Instructions for the task: Extract and repeat verbatim the data that begins with the line containing "Target: dark sedan" and ends with the line containing "[(428, 150), (203, 130)]", including both of those lines.

(Records from a point labeling set)

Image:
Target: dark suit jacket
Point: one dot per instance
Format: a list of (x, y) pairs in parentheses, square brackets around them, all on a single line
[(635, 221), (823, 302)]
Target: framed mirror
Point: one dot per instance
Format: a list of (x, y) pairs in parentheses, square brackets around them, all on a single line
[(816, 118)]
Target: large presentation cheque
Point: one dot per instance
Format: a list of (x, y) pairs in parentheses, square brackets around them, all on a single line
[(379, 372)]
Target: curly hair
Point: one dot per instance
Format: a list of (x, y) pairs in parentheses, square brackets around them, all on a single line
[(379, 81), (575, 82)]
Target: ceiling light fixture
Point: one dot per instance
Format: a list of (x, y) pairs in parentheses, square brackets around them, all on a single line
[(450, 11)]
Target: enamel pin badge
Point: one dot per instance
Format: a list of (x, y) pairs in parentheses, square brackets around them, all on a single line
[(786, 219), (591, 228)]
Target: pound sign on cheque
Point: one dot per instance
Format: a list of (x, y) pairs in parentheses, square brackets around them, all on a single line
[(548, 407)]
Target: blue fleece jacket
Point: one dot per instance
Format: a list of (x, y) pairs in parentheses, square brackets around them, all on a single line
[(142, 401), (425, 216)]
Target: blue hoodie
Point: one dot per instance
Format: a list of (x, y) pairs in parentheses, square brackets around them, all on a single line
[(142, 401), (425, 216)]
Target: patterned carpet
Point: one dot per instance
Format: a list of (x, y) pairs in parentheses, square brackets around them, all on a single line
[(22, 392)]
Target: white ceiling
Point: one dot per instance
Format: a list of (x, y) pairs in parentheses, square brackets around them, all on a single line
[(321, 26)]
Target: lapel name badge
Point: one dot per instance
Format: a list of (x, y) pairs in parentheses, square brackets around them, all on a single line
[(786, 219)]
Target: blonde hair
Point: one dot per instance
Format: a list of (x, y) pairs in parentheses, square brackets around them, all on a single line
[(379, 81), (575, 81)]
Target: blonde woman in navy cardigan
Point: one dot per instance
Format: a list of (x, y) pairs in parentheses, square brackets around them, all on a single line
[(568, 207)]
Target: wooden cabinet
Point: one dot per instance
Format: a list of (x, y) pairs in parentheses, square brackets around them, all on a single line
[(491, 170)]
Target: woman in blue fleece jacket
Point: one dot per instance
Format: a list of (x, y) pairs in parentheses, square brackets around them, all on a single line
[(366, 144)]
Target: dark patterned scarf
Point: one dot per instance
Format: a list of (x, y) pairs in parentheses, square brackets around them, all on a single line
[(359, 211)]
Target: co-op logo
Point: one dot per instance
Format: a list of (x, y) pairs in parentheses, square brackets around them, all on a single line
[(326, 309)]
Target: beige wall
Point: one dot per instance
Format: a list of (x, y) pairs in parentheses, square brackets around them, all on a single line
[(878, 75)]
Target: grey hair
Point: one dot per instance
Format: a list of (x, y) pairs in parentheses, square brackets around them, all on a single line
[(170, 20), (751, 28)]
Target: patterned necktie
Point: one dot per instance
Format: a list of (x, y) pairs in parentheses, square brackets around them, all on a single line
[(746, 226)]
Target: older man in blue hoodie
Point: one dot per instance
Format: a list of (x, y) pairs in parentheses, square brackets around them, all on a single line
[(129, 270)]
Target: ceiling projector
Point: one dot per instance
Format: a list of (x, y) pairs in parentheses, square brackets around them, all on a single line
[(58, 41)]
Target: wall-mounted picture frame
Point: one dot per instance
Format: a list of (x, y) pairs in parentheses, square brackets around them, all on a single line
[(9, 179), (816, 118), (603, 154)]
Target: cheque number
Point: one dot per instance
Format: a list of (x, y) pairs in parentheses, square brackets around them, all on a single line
---
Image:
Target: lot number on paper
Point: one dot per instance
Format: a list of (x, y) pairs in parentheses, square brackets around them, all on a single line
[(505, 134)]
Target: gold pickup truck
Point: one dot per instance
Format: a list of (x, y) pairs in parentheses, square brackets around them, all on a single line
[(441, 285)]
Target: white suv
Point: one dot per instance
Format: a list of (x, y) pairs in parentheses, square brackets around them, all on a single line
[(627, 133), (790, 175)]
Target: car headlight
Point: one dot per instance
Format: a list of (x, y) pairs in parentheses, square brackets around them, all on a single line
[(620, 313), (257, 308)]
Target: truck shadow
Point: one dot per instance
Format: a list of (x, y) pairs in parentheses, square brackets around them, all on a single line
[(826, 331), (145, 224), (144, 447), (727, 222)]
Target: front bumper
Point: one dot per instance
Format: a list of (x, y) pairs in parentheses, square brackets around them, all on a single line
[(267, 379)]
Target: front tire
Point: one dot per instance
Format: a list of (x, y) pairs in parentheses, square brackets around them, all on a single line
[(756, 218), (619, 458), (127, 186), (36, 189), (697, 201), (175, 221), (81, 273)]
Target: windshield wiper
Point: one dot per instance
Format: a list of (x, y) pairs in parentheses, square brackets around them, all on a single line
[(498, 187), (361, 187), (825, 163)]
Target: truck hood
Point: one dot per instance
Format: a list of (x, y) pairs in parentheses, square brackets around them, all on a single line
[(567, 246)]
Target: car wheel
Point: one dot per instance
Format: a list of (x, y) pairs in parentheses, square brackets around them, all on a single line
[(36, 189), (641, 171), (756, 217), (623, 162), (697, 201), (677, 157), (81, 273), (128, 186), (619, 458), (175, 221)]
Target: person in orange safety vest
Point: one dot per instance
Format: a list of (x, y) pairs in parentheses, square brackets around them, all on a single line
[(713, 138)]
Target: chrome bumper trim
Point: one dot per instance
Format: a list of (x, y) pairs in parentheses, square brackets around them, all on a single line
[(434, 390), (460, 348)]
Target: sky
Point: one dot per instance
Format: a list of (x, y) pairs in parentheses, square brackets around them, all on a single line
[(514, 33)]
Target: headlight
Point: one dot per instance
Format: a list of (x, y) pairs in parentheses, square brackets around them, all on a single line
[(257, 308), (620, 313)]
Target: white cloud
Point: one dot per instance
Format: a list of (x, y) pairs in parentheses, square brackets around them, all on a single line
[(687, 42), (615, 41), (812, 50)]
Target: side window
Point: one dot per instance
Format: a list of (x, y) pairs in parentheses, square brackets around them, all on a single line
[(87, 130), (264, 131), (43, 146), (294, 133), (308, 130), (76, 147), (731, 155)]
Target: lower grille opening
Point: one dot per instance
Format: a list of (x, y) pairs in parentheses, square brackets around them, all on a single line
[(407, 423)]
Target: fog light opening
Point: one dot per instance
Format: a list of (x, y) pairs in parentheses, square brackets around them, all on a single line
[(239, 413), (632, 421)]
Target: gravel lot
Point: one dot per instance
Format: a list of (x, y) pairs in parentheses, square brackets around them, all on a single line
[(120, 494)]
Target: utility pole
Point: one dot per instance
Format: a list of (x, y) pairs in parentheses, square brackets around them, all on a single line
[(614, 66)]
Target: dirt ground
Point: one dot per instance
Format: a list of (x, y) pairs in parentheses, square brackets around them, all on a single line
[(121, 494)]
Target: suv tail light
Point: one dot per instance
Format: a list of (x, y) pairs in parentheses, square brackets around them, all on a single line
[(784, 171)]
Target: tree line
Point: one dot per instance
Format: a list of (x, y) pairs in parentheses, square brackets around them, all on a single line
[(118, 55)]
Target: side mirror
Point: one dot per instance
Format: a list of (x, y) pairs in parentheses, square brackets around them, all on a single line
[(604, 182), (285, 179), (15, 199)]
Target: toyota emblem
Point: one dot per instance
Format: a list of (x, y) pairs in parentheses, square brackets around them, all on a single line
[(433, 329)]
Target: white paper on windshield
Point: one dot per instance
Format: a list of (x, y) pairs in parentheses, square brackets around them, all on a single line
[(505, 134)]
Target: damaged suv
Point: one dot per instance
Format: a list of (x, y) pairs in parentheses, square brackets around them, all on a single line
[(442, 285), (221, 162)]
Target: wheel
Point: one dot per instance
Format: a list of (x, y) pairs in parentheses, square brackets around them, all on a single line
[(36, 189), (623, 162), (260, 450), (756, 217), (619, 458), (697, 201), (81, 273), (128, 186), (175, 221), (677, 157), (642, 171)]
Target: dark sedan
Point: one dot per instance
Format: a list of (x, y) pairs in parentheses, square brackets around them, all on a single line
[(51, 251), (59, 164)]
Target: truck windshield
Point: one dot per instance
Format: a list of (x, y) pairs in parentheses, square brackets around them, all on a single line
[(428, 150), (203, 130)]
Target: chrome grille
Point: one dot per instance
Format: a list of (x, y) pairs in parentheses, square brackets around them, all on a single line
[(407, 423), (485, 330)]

Final result:
Target: dark sedan
Point: one dot per instance
Format: a list of (x, y) pairs in parentheses, square brackets around them, all on a single line
[(51, 251), (59, 164)]
Target: truck windshield
Point: one dot per instance
Format: a list of (x, y) pairs in parentheses, square brackets around them, all on a single line
[(428, 150), (203, 130)]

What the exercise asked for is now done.